Stored data
━━━━━━
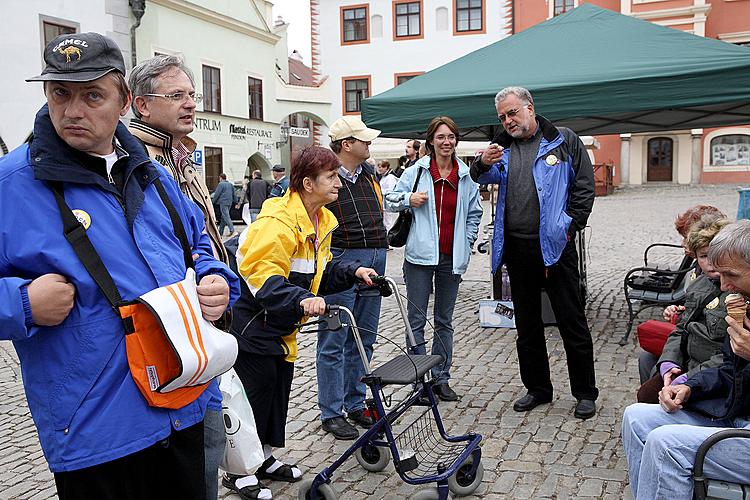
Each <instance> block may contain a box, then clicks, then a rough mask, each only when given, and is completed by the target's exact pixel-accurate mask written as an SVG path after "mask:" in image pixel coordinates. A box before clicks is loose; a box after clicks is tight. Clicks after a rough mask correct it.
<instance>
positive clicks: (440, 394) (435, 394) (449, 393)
mask: <svg viewBox="0 0 750 500" xmlns="http://www.w3.org/2000/svg"><path fill="white" fill-rule="evenodd" d="M432 392H434V393H435V396H437V397H439V398H440V399H442V400H443V401H458V394H456V392H455V391H454V390H453V389H451V388H450V386H449V385H448V384H447V383H446V384H438V385H436V386H434V387H433V388H432Z"/></svg>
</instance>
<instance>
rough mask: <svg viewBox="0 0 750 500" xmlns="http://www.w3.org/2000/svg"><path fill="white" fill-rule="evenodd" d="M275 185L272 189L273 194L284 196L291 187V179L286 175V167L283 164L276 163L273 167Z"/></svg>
mask: <svg viewBox="0 0 750 500" xmlns="http://www.w3.org/2000/svg"><path fill="white" fill-rule="evenodd" d="M271 173H272V175H273V180H274V185H273V188H272V189H271V196H278V197H281V196H284V194H286V190H287V189H288V188H289V179H288V178H287V176H286V169H285V168H284V167H282V166H281V165H274V166H273V168H272V169H271Z"/></svg>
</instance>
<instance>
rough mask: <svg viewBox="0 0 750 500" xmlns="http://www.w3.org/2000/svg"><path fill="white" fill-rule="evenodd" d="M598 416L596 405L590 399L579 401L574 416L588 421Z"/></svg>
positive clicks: (581, 399) (573, 415)
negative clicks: (595, 416) (590, 419)
mask: <svg viewBox="0 0 750 500" xmlns="http://www.w3.org/2000/svg"><path fill="white" fill-rule="evenodd" d="M594 415H596V403H595V402H594V401H592V400H590V399H579V400H578V403H576V409H575V411H574V412H573V416H574V417H576V418H580V419H582V420H586V419H587V418H591V417H593V416H594Z"/></svg>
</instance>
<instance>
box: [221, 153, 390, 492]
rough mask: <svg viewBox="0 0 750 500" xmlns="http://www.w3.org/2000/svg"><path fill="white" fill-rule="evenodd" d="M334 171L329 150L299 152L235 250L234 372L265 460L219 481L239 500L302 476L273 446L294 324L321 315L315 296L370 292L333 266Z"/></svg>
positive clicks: (334, 183) (283, 422) (277, 442)
mask: <svg viewBox="0 0 750 500" xmlns="http://www.w3.org/2000/svg"><path fill="white" fill-rule="evenodd" d="M338 168H339V160H338V158H336V155H335V154H333V152H332V151H330V150H328V149H325V148H320V147H315V146H311V147H307V148H305V149H303V150H302V151H301V152H300V153H299V155H298V156H297V157H296V158H295V159H294V161H293V162H292V171H291V176H290V180H289V190H288V191H287V194H286V195H284V196H283V197H281V198H278V197H277V198H270V199H268V200H266V201H265V203H263V208H262V209H261V211H260V214H258V218H257V219H256V221H255V222H254V223H253V224H251V225H250V228H249V230H248V235H247V238H246V239H245V241H244V242H243V243H242V246H241V247H240V253H241V254H242V255H243V257H242V261H241V263H240V266H239V270H240V274H241V275H242V277H243V278H244V280H245V283H243V289H242V296H241V297H240V299H239V300H238V301H237V303H236V304H235V307H234V308H233V309H232V312H233V318H232V329H231V333H232V334H233V335H235V336H236V337H237V342H238V344H239V348H240V352H239V356H238V357H237V361H236V363H235V365H234V369H235V371H236V372H237V375H238V376H239V378H240V380H242V384H243V386H244V387H245V392H246V394H247V399H248V401H250V406H252V409H253V413H254V416H255V424H256V426H257V429H258V437H259V438H260V442H261V443H262V444H263V452H264V454H265V458H266V461H265V462H264V463H263V464H261V466H260V468H259V469H258V471H257V472H256V474H255V475H254V476H246V477H241V476H235V475H230V474H227V475H225V476H224V478H223V480H222V484H224V486H226V487H227V488H229V489H231V490H233V491H236V492H237V493H239V495H240V497H241V498H242V499H243V500H245V499H255V498H263V499H269V498H271V491H270V490H269V489H268V488H265V487H264V486H263V485H262V484H261V483H259V482H258V480H259V479H270V480H274V481H291V482H293V481H298V480H299V479H300V477H301V475H302V472H301V471H300V470H299V468H297V467H296V466H294V465H288V464H285V463H282V462H281V461H279V460H277V459H276V458H275V457H274V456H273V454H272V451H273V447H276V448H281V447H283V446H284V437H285V436H284V434H285V426H286V417H287V411H288V408H289V393H290V391H291V387H292V376H293V374H294V361H295V359H296V358H297V332H298V330H299V326H300V324H301V323H304V322H305V321H306V319H307V317H308V316H319V315H321V314H323V313H324V312H325V309H326V303H325V299H324V298H323V297H321V296H319V295H326V294H329V293H336V292H339V291H342V290H348V289H349V288H351V287H352V286H353V285H354V282H355V279H359V280H362V281H363V282H365V283H366V284H367V285H372V280H371V279H370V276H372V275H375V274H376V273H375V271H374V270H373V269H370V268H366V267H360V266H359V264H358V263H354V264H351V263H347V264H345V265H341V264H332V263H331V259H332V255H331V251H330V247H331V233H332V232H333V229H334V228H335V227H336V225H337V222H336V217H335V216H334V215H333V214H332V213H331V212H330V211H329V210H328V209H327V208H325V205H326V204H327V203H330V202H332V201H335V200H336V199H337V197H338V190H339V188H340V187H341V181H340V180H339V176H338Z"/></svg>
━━━━━━
• _WHAT TO PRODUCE_
In the entries above, restate word for word the lines between the one holding "box: [221, 153, 390, 492]" and the one holding "171L329 150L299 152L235", inclusive, and nothing besides.

• _SOLUTION BELOW_
box: [221, 153, 390, 492]
rough mask: <svg viewBox="0 0 750 500" xmlns="http://www.w3.org/2000/svg"><path fill="white" fill-rule="evenodd" d="M334 171L329 150L299 152L235 250L234 372L265 460L219 481L239 500L302 476L273 446L294 324L321 315L315 296L370 292L333 266Z"/></svg>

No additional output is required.